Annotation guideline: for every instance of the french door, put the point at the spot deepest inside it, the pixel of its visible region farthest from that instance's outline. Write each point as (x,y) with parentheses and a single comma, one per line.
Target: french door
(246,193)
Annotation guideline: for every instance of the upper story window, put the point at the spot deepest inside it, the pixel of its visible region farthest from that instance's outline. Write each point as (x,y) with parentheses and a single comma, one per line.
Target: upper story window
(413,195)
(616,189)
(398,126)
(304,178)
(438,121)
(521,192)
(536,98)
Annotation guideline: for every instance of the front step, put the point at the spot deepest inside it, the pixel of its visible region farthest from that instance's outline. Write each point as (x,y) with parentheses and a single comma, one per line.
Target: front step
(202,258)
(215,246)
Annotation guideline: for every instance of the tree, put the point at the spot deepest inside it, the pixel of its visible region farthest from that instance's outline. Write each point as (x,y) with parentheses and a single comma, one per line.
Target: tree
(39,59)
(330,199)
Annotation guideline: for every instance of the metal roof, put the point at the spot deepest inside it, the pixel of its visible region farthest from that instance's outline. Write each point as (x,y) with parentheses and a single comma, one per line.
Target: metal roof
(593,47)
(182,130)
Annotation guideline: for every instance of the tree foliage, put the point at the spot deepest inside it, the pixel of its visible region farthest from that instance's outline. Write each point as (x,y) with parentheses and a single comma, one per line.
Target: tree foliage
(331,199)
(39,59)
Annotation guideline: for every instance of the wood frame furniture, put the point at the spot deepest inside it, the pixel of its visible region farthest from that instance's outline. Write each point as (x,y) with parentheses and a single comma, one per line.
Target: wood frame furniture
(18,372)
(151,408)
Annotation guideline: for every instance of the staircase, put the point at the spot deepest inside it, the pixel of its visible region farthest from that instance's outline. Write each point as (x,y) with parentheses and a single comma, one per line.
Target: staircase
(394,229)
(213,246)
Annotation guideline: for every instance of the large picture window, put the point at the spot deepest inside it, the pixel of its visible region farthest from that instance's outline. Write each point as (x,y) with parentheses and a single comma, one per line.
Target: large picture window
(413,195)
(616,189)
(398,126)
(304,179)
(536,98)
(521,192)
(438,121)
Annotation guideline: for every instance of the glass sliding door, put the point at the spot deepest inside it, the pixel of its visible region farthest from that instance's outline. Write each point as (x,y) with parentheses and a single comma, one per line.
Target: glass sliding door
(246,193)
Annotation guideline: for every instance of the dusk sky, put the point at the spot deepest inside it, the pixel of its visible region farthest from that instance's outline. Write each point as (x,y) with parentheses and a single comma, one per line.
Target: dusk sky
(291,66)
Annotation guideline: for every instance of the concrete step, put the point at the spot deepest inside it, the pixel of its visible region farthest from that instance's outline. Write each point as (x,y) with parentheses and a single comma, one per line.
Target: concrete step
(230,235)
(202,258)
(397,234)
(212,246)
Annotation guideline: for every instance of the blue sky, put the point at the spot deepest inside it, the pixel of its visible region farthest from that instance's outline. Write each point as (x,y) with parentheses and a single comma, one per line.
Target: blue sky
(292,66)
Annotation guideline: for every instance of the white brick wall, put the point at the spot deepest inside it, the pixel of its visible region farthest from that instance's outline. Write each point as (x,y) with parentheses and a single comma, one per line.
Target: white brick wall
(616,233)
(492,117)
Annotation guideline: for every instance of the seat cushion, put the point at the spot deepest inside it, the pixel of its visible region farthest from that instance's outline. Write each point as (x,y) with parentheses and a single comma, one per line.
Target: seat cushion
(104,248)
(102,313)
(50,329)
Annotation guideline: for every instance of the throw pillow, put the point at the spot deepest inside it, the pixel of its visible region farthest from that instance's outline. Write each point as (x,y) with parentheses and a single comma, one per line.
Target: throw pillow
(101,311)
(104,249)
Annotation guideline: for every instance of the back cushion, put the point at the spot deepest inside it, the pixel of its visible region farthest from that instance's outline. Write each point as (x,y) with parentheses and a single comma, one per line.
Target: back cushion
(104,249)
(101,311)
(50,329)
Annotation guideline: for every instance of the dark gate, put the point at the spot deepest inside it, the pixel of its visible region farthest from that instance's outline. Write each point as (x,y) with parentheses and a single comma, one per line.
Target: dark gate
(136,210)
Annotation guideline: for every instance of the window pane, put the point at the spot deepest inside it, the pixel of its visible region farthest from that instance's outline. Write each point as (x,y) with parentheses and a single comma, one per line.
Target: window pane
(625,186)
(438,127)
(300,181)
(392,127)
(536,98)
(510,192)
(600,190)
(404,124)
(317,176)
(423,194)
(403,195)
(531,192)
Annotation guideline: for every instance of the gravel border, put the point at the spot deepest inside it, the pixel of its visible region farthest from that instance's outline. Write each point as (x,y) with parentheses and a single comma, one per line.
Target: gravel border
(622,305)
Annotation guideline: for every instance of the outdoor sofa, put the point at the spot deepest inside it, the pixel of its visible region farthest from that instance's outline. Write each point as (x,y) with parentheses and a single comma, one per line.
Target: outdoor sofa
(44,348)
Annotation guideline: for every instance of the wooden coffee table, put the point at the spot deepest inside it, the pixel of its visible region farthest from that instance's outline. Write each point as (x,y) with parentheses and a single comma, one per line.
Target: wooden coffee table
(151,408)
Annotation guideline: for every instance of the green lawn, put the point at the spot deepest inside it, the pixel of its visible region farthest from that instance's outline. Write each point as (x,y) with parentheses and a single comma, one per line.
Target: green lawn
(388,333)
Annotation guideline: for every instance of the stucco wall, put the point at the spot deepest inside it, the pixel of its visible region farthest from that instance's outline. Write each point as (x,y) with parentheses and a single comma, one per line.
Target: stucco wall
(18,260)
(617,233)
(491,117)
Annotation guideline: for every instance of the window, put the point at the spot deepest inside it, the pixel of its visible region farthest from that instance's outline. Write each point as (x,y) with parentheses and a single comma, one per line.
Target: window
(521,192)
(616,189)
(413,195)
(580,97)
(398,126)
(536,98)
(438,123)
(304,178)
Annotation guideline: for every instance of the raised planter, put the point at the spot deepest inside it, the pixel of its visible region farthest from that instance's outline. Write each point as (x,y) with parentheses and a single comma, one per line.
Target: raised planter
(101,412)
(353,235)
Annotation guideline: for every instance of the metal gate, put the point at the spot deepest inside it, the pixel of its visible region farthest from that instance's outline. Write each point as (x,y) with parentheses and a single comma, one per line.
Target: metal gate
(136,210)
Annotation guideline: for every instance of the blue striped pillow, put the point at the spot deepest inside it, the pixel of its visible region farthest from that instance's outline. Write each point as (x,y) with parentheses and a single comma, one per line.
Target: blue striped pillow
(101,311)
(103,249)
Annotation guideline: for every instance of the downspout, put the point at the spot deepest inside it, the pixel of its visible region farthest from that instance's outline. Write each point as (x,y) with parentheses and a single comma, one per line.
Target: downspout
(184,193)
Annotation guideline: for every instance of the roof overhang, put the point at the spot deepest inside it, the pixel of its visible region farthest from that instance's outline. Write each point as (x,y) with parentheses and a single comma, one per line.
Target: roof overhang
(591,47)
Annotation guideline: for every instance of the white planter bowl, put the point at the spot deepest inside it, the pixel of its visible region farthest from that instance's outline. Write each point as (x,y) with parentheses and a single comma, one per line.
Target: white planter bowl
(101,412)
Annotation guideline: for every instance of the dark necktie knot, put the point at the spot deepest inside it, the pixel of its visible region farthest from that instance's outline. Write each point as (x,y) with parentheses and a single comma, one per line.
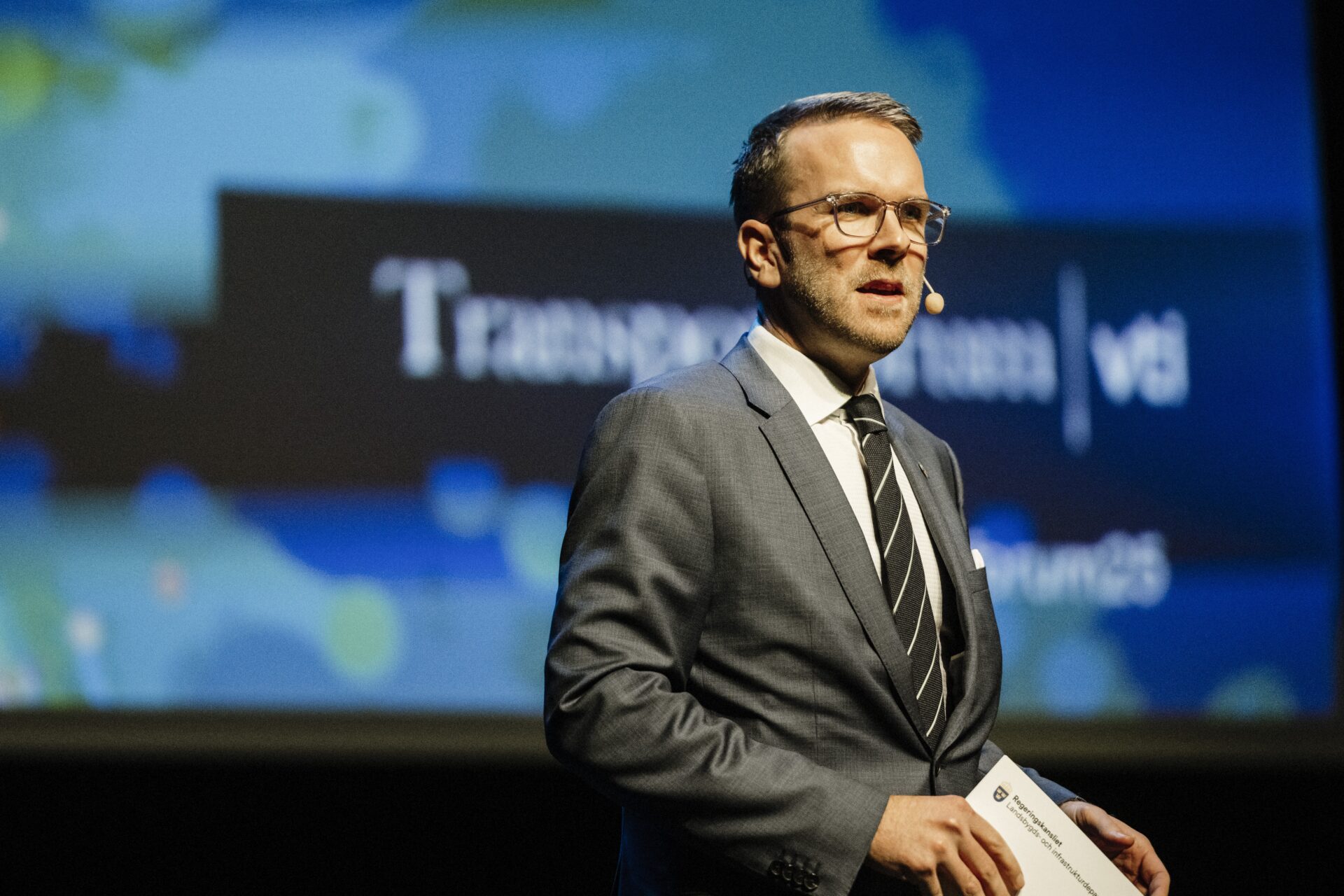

....

--- WHAT THE TASK ASKS ---
Reproduce the data word for word, from the line containing "Annotation guideline: for every instance of the downspout, put" through the end of the data, both included. Omit the pictures.

--- COMPLETE RESPONSE ---
Annotation guideline: for every instance of the downspout, put the point at the spot deepest inside it, the pixel of its visible region farthest from that instance's outline. Write each point as (x,y) with parentheses and a single comma, one per line.
Target: downspout
(184,193)
Annotation guideline: for every instance of the roof overhang, put the point at the spot deepest inside it, the pixel of its visible region farthest from that instance's outline. Write each point as (x,y) with parentheses and a single comma, one per line.
Target: roof overhang
(591,47)
Annotation guideline: for every instance of the white planter bowl, put the point at the spot deepest inside it, the pixel of its visible region farthest from that instance's outline. Write each point as (x,y) with parentheses and a single comma, one per line.
Target: white planter bowl
(101,412)
Annotation guideline: for every instance of the dark necktie knot, put the point at the spot deepest inside it, the pixel of its visible region farthest from that instance's outline. Write each point as (x,y) with parentheses and a single comma, one per line.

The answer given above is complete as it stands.